* TASK TO COMPLETE *
Pick up the commentary on advertising holding companies after its last sentence and continue writing it.

So there is a sound logic behind some brands needing to grow a bit more of a spine and ensure the people at the coal face have a say in whom they work with and agencies aren't left to bring in teams from sister companies unchecked. 

It's also true that the days of the mega agency's trading desk coining it in through rebates and topped-up fees could be drawing to an end. The clarion call is resounding around the whole of adland. Brands want greater transparency.

Now, I think only a fool would say WPP might want to shed a few agencies and streamline the rest. But does that mean the holding company model is broken beyond repair?

The answer is probably not, or at least, not immediately. The reason lies in the huge media deals that are being signed regularly by the likes of airlines, carmakers and FMCG giants. These are multi-million deals that are changing hands between the media operations owned by the holding companies. 

I have talked to people involved in the process before, and although the wording seems grandiose, it's generally all about cost. The huge brands want a better deal and they generally want it halfway through their existing contract. Hence, a large agency can only celebrate for so long, they will soon be repitching for the work they have just won and have to be resigned to the fact it may be "bought" by another agency.

Part of a data file
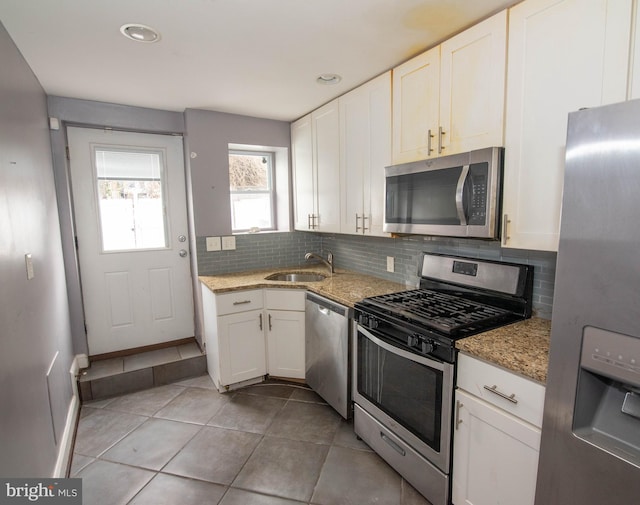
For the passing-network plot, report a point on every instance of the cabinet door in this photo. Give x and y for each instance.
(472, 87)
(495, 455)
(379, 135)
(303, 179)
(416, 99)
(555, 65)
(285, 343)
(365, 149)
(326, 155)
(242, 353)
(354, 147)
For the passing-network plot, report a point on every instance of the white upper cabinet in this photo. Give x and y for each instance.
(450, 99)
(563, 55)
(315, 141)
(472, 86)
(416, 107)
(303, 173)
(365, 149)
(326, 157)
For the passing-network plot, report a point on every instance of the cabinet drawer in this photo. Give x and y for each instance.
(284, 299)
(521, 397)
(239, 301)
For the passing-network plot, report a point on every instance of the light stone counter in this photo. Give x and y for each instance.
(343, 286)
(521, 347)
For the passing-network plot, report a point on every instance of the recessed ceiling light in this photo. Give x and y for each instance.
(328, 79)
(139, 33)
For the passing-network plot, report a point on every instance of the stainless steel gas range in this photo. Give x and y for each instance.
(405, 358)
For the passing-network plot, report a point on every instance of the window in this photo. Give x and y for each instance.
(131, 200)
(252, 187)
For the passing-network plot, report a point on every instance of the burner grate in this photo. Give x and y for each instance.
(440, 311)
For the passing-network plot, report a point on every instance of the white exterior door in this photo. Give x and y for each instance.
(131, 224)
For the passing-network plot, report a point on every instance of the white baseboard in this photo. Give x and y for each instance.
(65, 447)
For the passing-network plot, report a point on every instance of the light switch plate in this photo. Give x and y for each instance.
(28, 260)
(228, 243)
(213, 244)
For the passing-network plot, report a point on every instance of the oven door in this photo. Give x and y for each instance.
(409, 394)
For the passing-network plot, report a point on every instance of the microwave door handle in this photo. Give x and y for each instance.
(460, 195)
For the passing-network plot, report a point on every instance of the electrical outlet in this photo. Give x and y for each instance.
(213, 244)
(228, 243)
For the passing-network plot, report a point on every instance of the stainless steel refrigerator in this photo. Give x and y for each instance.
(590, 449)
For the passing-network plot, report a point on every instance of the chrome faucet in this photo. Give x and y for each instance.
(328, 261)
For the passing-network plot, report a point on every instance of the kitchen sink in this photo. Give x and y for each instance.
(296, 277)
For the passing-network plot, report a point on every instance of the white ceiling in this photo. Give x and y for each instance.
(252, 57)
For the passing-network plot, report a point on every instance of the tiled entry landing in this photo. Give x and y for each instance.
(115, 376)
(268, 444)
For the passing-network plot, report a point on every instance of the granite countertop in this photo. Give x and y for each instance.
(345, 287)
(521, 347)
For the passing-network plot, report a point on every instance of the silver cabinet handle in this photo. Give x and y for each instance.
(458, 420)
(494, 389)
(441, 134)
(505, 229)
(392, 444)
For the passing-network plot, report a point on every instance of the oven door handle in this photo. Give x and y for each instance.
(460, 207)
(438, 365)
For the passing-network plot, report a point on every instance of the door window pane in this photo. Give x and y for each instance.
(131, 199)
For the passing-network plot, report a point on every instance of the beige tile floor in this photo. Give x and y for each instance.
(187, 444)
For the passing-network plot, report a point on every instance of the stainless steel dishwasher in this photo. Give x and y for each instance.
(327, 351)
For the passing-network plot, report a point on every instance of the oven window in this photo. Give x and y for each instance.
(408, 391)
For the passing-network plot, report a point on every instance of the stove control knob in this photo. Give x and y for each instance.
(428, 346)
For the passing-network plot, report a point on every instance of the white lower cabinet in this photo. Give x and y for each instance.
(495, 454)
(252, 333)
(242, 347)
(285, 332)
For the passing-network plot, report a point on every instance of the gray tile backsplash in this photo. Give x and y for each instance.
(369, 255)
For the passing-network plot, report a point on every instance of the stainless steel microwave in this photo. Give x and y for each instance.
(455, 196)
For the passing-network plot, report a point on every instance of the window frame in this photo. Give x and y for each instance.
(271, 176)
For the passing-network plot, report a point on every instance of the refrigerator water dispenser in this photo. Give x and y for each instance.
(607, 409)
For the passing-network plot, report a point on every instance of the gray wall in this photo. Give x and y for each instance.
(35, 334)
(208, 136)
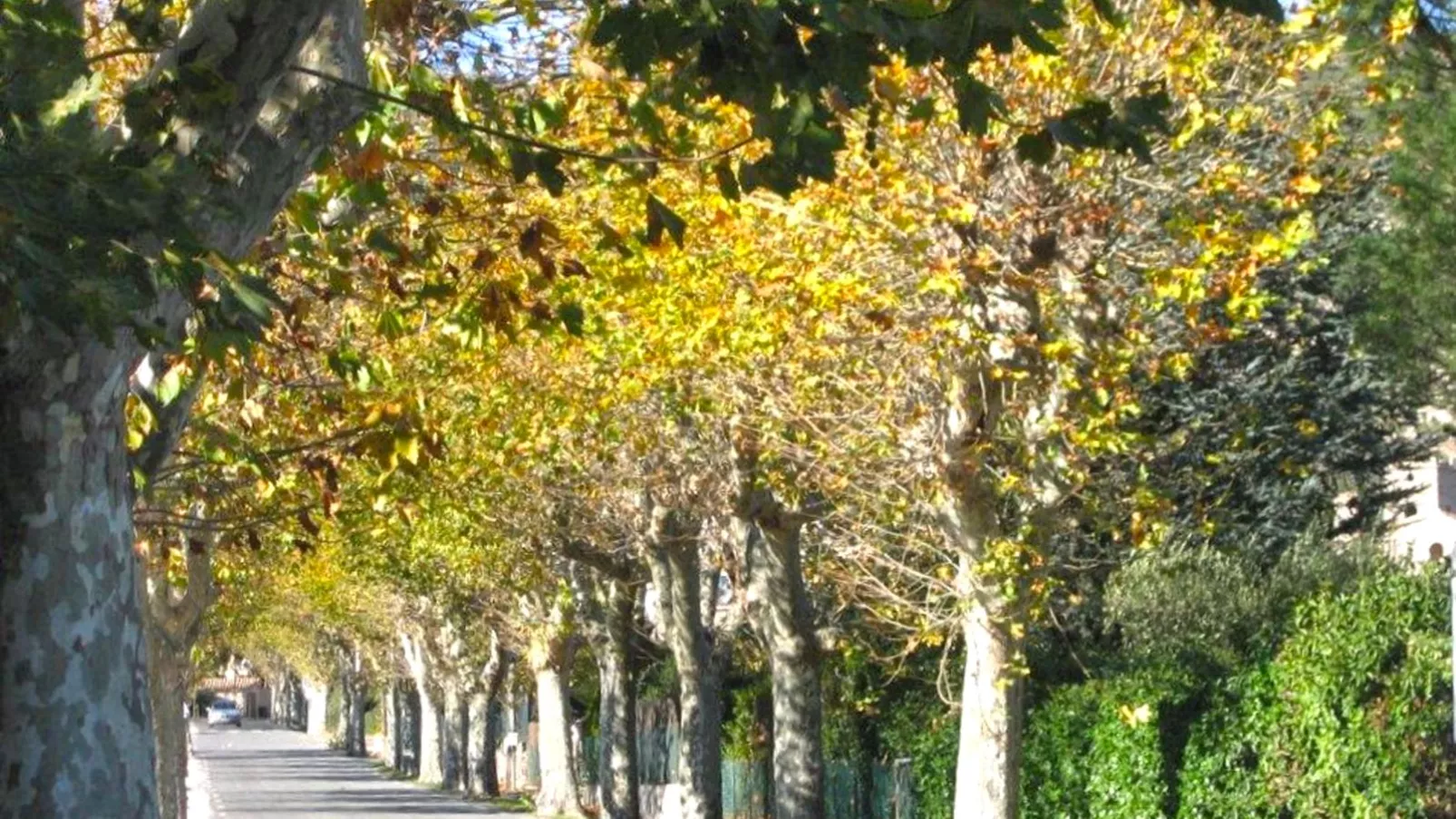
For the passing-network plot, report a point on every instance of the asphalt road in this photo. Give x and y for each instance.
(261, 771)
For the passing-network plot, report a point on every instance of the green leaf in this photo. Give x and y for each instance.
(1107, 9)
(170, 385)
(255, 296)
(727, 181)
(572, 318)
(975, 103)
(1038, 148)
(660, 218)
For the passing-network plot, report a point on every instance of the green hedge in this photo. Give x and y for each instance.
(1097, 751)
(1348, 718)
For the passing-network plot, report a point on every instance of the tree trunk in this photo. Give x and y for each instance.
(428, 763)
(677, 574)
(483, 777)
(451, 734)
(783, 619)
(550, 662)
(616, 751)
(989, 759)
(393, 751)
(987, 763)
(170, 727)
(76, 735)
(172, 626)
(74, 716)
(316, 708)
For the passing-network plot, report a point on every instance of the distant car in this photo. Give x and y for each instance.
(225, 713)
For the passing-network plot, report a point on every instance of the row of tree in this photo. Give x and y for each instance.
(454, 388)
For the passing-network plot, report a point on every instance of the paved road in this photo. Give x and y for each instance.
(266, 773)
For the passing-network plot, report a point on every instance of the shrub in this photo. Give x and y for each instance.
(1098, 749)
(1350, 718)
(922, 727)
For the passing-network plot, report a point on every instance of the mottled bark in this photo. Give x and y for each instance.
(989, 759)
(316, 708)
(677, 571)
(76, 735)
(173, 624)
(428, 763)
(550, 663)
(609, 608)
(355, 694)
(483, 777)
(395, 726)
(453, 727)
(782, 615)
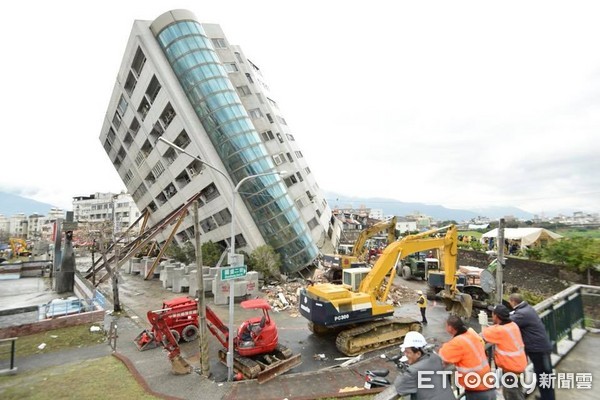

* ANSWER TO THIS EXERCISE *
These deals effectively require media agencies to take a punt on what inventory will cost in a year or two's time and that they can deliver x for the cost of y. There are not so many small media agencies that can compete on contracts against the guys with big pockets who can stand by a bet they made at the start of a bidding process.

So I wouldn't be in such a hurry to write off the holding companies completely. Every review is almost certainly cutting into the margins that were previously relied on to bring the big bucks into the sprawling holding companies. And transparency is a major catalyst for agencies. They can either embrace it or lose out. 

Reform, streamlining, lower margins and more transparency are most certainly arriving at the holding companies, and they would be foolish to ignore the way the industry is going. But facing extinction? I'm not so sure. Reform is far more likely than a complete revolution -- in the short to medium term, at least.